[Start of Attachment]

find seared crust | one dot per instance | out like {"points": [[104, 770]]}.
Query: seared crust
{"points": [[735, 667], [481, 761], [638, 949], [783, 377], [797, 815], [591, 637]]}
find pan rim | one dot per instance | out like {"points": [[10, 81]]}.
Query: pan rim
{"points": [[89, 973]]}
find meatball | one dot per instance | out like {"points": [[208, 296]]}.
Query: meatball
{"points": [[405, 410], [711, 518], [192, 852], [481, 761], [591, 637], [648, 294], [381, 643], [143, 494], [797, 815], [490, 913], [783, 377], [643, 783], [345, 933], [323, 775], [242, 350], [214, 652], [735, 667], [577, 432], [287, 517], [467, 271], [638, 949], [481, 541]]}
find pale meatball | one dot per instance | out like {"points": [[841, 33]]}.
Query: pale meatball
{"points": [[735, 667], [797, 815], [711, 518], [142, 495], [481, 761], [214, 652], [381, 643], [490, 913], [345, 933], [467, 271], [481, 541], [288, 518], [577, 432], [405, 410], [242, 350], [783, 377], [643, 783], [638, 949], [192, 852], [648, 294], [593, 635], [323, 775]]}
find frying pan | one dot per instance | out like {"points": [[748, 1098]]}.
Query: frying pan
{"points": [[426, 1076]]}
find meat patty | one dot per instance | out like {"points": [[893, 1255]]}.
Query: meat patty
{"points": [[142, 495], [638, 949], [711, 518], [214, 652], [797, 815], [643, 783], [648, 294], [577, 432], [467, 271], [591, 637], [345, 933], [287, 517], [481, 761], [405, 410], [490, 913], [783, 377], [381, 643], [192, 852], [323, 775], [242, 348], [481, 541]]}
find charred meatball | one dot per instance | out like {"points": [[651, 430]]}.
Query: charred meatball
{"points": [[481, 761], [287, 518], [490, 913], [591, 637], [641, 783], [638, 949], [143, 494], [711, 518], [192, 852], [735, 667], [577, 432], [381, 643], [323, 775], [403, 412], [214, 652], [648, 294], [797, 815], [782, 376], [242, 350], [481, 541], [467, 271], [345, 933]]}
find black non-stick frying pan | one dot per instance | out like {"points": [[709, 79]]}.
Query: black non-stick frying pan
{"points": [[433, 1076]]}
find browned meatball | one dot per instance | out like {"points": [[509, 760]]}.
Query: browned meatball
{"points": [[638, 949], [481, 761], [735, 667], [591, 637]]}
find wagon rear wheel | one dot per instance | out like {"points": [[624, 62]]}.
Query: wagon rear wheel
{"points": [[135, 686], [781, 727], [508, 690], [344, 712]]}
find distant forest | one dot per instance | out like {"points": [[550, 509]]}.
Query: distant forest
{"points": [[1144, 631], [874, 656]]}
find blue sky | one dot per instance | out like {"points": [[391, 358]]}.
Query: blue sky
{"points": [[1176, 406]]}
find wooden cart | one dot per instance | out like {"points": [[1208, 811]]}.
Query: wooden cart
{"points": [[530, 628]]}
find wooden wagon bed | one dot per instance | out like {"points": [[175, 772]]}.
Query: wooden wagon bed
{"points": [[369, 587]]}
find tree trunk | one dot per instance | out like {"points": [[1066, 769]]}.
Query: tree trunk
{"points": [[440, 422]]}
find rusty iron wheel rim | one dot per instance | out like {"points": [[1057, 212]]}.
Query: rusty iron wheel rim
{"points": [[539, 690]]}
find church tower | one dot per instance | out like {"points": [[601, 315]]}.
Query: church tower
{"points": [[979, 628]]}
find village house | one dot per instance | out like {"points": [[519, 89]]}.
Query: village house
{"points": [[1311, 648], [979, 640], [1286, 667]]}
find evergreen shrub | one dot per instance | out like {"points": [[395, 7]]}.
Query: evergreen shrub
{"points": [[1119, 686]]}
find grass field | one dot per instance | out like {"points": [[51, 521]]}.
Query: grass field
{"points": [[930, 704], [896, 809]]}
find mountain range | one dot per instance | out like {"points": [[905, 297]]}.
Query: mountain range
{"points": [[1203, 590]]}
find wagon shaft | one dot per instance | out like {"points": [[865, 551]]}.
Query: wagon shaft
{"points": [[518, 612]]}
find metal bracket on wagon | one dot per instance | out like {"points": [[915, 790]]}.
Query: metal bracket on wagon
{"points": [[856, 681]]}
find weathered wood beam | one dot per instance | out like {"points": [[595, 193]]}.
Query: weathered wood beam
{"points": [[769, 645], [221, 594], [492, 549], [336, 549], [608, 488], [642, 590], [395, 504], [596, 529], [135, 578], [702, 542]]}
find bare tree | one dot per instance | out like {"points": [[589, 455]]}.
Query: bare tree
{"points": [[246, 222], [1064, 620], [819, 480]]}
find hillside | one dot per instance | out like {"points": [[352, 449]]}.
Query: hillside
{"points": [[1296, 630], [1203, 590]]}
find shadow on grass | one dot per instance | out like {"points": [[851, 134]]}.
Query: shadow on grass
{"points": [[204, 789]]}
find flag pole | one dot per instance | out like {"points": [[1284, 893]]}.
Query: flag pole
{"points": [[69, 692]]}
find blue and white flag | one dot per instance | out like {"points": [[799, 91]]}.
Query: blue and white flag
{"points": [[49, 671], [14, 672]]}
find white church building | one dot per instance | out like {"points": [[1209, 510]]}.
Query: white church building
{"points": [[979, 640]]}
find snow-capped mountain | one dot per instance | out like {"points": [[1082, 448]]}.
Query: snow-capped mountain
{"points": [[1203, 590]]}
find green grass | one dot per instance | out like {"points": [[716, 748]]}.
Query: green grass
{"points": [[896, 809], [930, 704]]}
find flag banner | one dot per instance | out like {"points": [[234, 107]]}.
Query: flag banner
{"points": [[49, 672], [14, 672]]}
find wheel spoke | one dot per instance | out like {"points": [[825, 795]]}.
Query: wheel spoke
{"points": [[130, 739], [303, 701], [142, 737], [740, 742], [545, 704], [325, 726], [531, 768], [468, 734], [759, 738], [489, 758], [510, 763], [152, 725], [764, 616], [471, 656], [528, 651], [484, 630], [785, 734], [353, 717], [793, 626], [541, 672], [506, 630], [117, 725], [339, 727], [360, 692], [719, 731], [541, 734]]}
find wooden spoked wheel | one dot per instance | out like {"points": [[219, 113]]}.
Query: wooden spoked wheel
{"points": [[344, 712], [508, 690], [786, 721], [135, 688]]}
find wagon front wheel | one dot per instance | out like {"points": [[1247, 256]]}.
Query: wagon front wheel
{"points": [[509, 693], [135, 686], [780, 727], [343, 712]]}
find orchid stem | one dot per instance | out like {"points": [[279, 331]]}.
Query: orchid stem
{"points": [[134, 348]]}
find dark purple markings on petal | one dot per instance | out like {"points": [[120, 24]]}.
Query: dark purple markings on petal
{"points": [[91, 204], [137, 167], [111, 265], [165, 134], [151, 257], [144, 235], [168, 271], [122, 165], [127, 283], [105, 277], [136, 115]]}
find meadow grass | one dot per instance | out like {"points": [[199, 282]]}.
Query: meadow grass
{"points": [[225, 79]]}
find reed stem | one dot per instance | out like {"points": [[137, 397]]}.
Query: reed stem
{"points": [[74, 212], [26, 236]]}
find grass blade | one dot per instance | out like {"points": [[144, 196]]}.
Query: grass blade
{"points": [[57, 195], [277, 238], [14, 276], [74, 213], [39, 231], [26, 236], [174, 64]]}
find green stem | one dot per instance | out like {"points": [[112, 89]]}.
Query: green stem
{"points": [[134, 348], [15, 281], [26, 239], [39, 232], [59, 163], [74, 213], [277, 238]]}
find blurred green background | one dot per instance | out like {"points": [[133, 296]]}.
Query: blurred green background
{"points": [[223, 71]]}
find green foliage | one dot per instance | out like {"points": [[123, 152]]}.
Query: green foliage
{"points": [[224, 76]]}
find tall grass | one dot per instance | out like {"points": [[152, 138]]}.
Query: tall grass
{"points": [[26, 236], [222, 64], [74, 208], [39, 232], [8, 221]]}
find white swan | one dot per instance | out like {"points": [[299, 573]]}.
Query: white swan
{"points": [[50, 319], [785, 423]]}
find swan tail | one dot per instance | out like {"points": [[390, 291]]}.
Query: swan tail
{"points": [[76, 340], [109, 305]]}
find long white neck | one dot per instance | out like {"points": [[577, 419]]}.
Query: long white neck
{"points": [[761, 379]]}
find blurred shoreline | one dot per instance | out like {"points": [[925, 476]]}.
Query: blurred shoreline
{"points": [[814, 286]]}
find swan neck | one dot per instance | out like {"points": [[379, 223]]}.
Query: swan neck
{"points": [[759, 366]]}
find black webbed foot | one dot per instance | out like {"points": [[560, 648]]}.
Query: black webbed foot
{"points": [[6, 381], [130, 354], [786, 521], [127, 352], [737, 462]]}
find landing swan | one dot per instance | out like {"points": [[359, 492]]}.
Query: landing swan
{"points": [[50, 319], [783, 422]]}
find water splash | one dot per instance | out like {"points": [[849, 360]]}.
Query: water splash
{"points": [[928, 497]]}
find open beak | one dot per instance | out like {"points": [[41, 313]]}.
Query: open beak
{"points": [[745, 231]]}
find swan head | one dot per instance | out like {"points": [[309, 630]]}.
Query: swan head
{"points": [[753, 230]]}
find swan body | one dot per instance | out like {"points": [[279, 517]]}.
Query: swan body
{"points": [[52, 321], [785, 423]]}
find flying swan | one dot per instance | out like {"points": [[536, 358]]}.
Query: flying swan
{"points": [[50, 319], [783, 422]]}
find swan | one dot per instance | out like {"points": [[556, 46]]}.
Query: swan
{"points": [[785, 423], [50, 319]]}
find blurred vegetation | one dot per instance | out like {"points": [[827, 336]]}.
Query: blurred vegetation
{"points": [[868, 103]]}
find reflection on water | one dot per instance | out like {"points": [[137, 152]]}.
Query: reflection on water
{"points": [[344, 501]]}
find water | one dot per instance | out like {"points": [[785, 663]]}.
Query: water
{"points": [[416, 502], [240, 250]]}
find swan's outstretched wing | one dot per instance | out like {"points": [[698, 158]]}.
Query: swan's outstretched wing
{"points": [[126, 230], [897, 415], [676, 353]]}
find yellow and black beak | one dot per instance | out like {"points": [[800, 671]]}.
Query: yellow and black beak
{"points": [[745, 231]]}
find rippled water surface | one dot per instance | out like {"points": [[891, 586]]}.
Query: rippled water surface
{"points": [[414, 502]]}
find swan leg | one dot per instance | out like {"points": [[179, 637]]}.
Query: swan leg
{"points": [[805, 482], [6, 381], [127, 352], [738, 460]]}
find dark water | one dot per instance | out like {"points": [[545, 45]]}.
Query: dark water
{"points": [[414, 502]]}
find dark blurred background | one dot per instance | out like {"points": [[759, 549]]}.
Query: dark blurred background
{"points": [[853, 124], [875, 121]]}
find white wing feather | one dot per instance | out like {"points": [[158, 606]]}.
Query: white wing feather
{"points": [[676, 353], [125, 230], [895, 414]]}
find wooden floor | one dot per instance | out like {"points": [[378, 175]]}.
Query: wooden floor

[End of Attachment]

Repeat only what lies between the first line of the data and the line containing "find meatball |", both of those lines included, exactly as it stands.

find seared crust | one dot per instance | out like {"points": [[104, 770]]}.
Query: seared crust
{"points": [[735, 667], [481, 761], [638, 949], [783, 377], [797, 815], [591, 637]]}
find pan rim | one dot per instance | out like {"points": [[10, 81]]}.
Query: pan rim
{"points": [[89, 973]]}
find meatball | one dot per instance | out like {"points": [[208, 296]]}.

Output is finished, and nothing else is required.